What you will do
Begin at the line that has "Seedling-scouting request: tag the raised" and stop after the last of the entries below. Write out every line in that span again, adding 90 to each coordinate value in the answers.

Working data
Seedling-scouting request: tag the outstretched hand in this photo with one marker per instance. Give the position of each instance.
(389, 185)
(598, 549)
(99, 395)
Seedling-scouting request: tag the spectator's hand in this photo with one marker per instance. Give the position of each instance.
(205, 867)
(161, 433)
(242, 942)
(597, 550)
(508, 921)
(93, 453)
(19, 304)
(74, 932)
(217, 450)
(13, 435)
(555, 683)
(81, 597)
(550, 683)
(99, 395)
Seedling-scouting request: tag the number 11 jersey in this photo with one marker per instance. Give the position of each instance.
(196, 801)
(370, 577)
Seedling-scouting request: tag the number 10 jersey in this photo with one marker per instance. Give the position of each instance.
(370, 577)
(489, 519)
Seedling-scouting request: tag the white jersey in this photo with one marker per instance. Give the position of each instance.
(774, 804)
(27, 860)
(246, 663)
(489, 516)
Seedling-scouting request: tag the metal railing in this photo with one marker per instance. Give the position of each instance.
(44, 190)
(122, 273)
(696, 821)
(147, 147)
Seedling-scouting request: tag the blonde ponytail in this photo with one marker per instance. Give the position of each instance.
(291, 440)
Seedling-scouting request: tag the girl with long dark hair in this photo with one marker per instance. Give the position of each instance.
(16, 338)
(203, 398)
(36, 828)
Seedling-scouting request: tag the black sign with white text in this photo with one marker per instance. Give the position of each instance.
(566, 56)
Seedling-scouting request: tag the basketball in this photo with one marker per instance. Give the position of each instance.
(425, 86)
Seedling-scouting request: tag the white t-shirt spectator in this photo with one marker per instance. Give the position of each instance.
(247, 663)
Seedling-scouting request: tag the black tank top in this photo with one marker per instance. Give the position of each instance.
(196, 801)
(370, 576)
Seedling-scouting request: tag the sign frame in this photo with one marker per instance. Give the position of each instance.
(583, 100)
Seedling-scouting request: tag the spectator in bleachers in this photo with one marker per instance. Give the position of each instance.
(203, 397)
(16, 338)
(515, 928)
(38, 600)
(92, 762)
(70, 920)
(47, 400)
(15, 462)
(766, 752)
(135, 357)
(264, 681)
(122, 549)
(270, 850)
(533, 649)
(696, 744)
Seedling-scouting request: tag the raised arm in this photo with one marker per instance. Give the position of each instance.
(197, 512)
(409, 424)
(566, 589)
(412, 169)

Complete response
Seedling-scouting request: tag the raised arm in this photo with one marker per instance. Give the position of each instance.
(287, 602)
(499, 514)
(656, 679)
(502, 259)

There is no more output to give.